● What to produce
Search the records for the word "brown". Copy every line where it appears.

──────── Data provided

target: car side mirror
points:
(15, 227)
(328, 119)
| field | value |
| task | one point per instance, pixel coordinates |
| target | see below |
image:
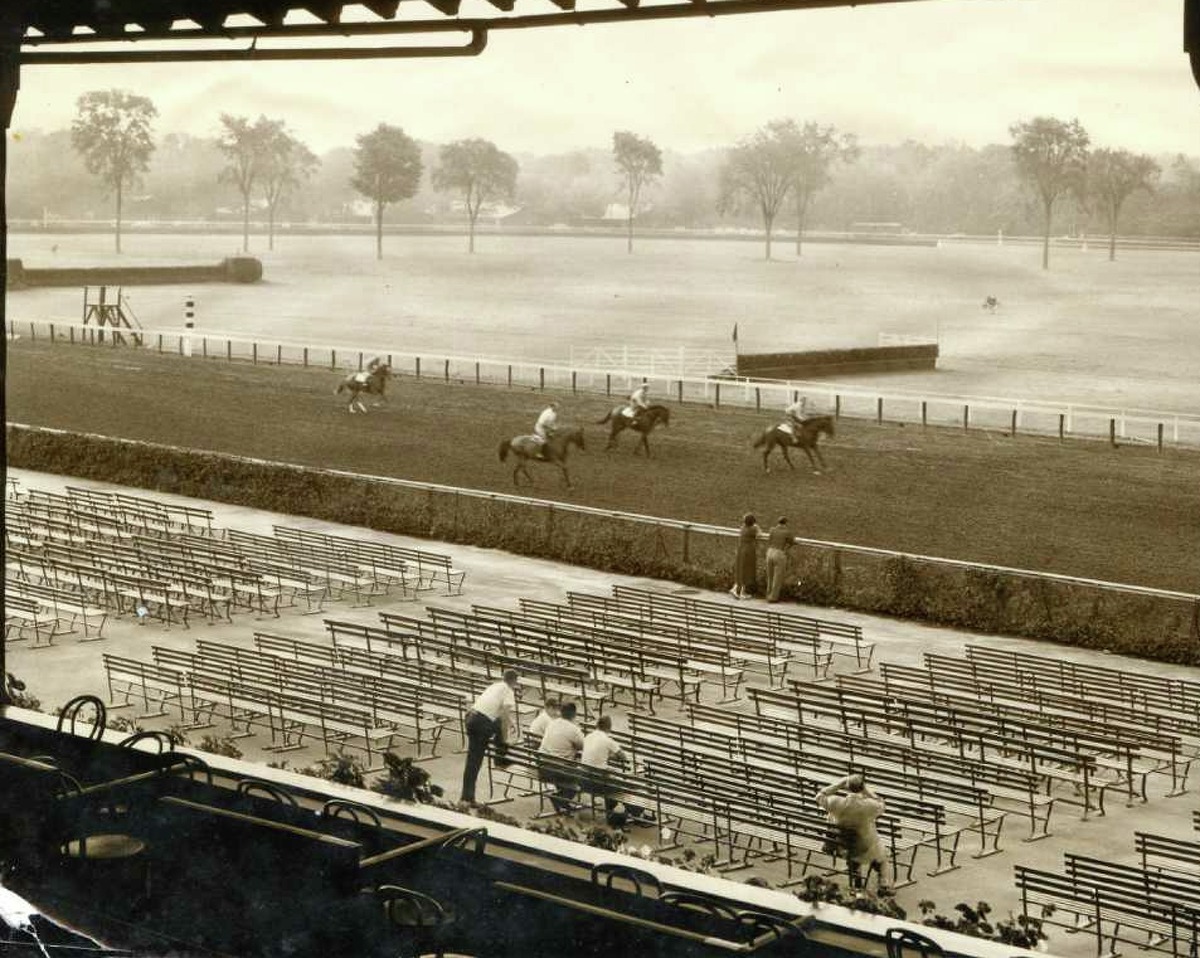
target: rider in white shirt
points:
(797, 412)
(546, 423)
(639, 401)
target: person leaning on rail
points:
(490, 719)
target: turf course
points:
(1080, 508)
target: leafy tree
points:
(815, 150)
(286, 161)
(1051, 156)
(112, 131)
(760, 172)
(479, 171)
(245, 145)
(387, 169)
(640, 162)
(1113, 177)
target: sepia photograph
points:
(677, 478)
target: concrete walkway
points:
(70, 668)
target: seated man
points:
(546, 424)
(563, 741)
(599, 752)
(550, 711)
(637, 401)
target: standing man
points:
(493, 711)
(853, 809)
(779, 544)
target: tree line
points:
(820, 178)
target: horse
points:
(527, 449)
(804, 436)
(373, 384)
(645, 420)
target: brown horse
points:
(643, 420)
(804, 436)
(372, 383)
(527, 449)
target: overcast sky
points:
(935, 71)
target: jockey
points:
(637, 401)
(546, 423)
(797, 412)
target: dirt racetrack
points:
(1079, 508)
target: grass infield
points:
(1077, 508)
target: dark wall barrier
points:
(237, 269)
(814, 364)
(1126, 620)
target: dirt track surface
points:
(1079, 508)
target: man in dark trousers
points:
(779, 544)
(486, 722)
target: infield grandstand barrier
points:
(1123, 618)
(1009, 415)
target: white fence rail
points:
(1006, 414)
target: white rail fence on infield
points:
(993, 413)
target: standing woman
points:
(745, 566)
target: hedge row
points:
(1156, 627)
(835, 357)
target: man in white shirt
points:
(562, 741)
(600, 750)
(495, 710)
(550, 711)
(853, 809)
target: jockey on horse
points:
(797, 413)
(637, 402)
(546, 424)
(364, 376)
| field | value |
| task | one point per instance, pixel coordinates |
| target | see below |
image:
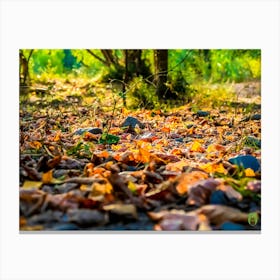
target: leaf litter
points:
(148, 170)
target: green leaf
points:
(109, 139)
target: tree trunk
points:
(161, 70)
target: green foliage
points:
(141, 94)
(108, 139)
(205, 95)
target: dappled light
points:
(150, 140)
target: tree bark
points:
(161, 70)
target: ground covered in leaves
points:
(86, 163)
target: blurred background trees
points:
(148, 76)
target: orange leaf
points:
(197, 147)
(165, 129)
(176, 166)
(99, 189)
(249, 172)
(47, 177)
(214, 148)
(214, 168)
(144, 155)
(57, 136)
(103, 154)
(32, 185)
(35, 145)
(186, 180)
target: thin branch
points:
(97, 57)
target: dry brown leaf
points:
(218, 214)
(199, 193)
(28, 185)
(186, 180)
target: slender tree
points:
(161, 71)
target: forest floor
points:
(88, 163)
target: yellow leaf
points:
(165, 129)
(186, 180)
(249, 172)
(132, 186)
(197, 147)
(47, 177)
(32, 185)
(176, 166)
(85, 188)
(214, 148)
(57, 136)
(35, 145)
(144, 155)
(99, 189)
(213, 167)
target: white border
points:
(135, 24)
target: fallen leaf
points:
(218, 214)
(47, 177)
(128, 211)
(35, 145)
(213, 167)
(187, 179)
(197, 147)
(249, 172)
(87, 217)
(28, 185)
(199, 193)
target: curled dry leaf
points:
(230, 192)
(177, 220)
(218, 214)
(254, 186)
(128, 211)
(87, 217)
(186, 180)
(199, 194)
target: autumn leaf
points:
(132, 186)
(249, 172)
(188, 179)
(213, 167)
(98, 188)
(197, 147)
(57, 136)
(199, 193)
(47, 177)
(176, 166)
(35, 145)
(32, 185)
(143, 155)
(218, 214)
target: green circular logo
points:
(253, 218)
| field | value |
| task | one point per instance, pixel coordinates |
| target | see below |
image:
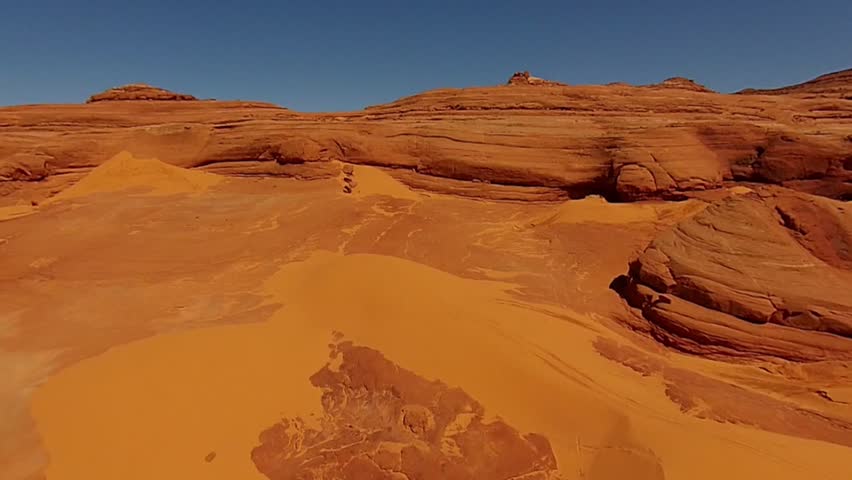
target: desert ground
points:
(528, 281)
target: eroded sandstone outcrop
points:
(525, 78)
(138, 92)
(625, 143)
(835, 84)
(681, 83)
(759, 274)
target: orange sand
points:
(157, 407)
(125, 172)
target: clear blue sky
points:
(344, 55)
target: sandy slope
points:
(208, 313)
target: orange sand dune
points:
(213, 390)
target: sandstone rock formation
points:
(835, 84)
(525, 78)
(681, 83)
(138, 92)
(759, 274)
(171, 273)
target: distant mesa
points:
(835, 84)
(139, 92)
(525, 78)
(681, 83)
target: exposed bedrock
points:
(766, 274)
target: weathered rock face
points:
(681, 83)
(626, 143)
(762, 274)
(835, 84)
(138, 91)
(525, 78)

────────────────

● Response to this exercise
target: brown horse
target: dry brown leaf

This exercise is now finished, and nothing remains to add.